Report every line of the data that includes "roof".

(Stored items from a collection)
◆ ◆ ◆ ◆ ◆
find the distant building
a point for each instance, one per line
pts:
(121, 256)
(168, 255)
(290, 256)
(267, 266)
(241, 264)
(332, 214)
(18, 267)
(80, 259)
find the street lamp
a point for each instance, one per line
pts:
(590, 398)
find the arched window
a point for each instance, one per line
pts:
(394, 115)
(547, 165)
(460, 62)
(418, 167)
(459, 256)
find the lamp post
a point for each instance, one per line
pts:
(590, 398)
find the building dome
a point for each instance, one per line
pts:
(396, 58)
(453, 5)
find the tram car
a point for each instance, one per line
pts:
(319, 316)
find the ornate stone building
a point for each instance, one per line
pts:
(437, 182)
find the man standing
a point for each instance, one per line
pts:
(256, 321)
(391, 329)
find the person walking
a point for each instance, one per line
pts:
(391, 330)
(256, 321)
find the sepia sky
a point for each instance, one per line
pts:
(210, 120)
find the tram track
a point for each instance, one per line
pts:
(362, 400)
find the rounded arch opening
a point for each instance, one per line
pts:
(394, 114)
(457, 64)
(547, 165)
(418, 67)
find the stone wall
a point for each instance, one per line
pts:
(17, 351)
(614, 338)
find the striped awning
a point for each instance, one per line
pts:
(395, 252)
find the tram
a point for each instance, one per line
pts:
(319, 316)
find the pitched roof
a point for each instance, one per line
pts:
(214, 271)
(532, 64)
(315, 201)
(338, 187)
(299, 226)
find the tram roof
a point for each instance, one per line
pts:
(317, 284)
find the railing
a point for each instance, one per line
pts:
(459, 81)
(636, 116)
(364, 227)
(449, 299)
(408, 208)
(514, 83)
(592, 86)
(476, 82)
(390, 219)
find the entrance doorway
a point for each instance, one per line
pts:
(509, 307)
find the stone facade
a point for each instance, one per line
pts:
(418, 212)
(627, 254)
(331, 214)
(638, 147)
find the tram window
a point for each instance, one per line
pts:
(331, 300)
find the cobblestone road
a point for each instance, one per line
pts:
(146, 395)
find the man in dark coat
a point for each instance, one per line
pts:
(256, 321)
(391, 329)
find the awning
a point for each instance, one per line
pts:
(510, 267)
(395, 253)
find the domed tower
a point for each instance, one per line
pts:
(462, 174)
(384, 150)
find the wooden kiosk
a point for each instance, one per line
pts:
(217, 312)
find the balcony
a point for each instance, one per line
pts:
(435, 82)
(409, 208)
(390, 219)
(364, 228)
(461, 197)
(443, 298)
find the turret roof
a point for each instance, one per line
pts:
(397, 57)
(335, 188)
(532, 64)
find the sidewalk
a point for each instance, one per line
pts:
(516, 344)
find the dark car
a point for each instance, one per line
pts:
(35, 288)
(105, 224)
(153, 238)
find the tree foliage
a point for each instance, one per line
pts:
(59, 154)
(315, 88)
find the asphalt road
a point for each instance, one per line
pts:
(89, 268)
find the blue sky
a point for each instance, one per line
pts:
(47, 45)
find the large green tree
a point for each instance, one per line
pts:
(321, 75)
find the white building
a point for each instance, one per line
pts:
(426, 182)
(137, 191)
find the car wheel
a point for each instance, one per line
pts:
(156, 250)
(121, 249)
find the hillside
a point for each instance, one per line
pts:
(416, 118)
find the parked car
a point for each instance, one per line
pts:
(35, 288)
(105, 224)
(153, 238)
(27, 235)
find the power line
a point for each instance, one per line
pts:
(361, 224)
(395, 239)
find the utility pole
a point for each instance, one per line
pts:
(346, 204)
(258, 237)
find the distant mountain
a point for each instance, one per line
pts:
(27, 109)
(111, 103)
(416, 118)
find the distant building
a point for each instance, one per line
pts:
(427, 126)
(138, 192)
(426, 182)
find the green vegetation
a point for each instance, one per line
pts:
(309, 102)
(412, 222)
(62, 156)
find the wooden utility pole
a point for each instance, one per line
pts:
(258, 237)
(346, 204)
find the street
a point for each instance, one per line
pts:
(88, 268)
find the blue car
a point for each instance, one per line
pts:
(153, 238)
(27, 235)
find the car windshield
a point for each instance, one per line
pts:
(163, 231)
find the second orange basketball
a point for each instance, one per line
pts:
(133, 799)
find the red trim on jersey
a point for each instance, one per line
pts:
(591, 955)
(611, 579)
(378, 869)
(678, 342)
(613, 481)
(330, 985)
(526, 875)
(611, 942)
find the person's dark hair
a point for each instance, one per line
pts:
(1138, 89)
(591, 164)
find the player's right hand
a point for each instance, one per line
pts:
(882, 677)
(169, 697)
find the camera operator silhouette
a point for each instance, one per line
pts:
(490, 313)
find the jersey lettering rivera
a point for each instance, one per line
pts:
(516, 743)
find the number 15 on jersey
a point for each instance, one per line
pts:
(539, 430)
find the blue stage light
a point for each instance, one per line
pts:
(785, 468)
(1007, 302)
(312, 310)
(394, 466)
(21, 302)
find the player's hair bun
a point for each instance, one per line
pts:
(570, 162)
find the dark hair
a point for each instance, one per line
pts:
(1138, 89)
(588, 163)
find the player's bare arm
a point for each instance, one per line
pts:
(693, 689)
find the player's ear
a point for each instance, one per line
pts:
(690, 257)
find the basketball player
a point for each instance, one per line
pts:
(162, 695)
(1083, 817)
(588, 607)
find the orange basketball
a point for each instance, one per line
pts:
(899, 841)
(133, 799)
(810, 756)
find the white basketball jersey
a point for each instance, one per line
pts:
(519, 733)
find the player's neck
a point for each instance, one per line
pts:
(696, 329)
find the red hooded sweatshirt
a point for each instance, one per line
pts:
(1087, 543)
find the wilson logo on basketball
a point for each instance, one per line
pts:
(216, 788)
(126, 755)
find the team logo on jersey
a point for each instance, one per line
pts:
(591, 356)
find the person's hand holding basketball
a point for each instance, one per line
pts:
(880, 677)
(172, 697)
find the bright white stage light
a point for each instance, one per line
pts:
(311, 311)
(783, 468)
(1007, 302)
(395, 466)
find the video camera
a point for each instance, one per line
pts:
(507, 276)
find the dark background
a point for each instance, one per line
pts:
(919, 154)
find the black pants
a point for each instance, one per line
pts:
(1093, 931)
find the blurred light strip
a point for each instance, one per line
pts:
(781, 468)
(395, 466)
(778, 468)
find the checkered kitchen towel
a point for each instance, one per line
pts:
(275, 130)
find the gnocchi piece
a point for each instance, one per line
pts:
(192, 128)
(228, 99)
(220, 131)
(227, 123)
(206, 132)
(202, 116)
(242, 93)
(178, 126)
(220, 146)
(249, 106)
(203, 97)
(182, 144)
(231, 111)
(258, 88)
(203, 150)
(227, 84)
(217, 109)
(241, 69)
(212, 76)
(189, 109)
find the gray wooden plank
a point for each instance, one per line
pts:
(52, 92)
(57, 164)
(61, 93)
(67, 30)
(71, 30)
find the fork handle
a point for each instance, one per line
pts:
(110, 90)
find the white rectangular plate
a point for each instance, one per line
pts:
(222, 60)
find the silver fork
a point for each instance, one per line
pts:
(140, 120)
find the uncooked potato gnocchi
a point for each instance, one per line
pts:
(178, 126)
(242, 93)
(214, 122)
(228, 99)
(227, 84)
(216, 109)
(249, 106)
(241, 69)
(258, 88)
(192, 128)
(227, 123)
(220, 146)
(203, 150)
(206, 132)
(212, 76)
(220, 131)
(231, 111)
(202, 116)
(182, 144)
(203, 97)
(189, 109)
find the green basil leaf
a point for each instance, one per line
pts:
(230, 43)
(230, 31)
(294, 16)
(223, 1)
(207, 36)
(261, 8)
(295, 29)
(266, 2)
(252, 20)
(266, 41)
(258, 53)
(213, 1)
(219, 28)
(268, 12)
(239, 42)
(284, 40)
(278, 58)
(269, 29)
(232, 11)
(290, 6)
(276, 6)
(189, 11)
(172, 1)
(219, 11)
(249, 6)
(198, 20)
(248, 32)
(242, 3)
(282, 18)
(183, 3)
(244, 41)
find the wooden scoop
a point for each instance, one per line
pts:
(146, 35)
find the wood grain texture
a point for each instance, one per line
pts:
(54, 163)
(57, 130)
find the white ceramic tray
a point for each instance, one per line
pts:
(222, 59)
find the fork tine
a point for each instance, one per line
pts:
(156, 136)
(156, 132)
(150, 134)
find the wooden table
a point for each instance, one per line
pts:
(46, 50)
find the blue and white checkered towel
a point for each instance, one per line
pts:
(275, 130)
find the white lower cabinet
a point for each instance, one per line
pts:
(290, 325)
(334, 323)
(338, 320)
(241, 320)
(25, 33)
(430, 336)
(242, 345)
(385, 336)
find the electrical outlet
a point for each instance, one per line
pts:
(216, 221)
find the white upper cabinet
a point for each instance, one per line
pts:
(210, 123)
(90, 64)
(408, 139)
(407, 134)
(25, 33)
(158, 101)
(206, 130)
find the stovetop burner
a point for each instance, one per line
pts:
◆ ◆ ◆ ◆ ◆
→ Response for this exercise:
find the pitched roof
find the tram roof
find the turret roof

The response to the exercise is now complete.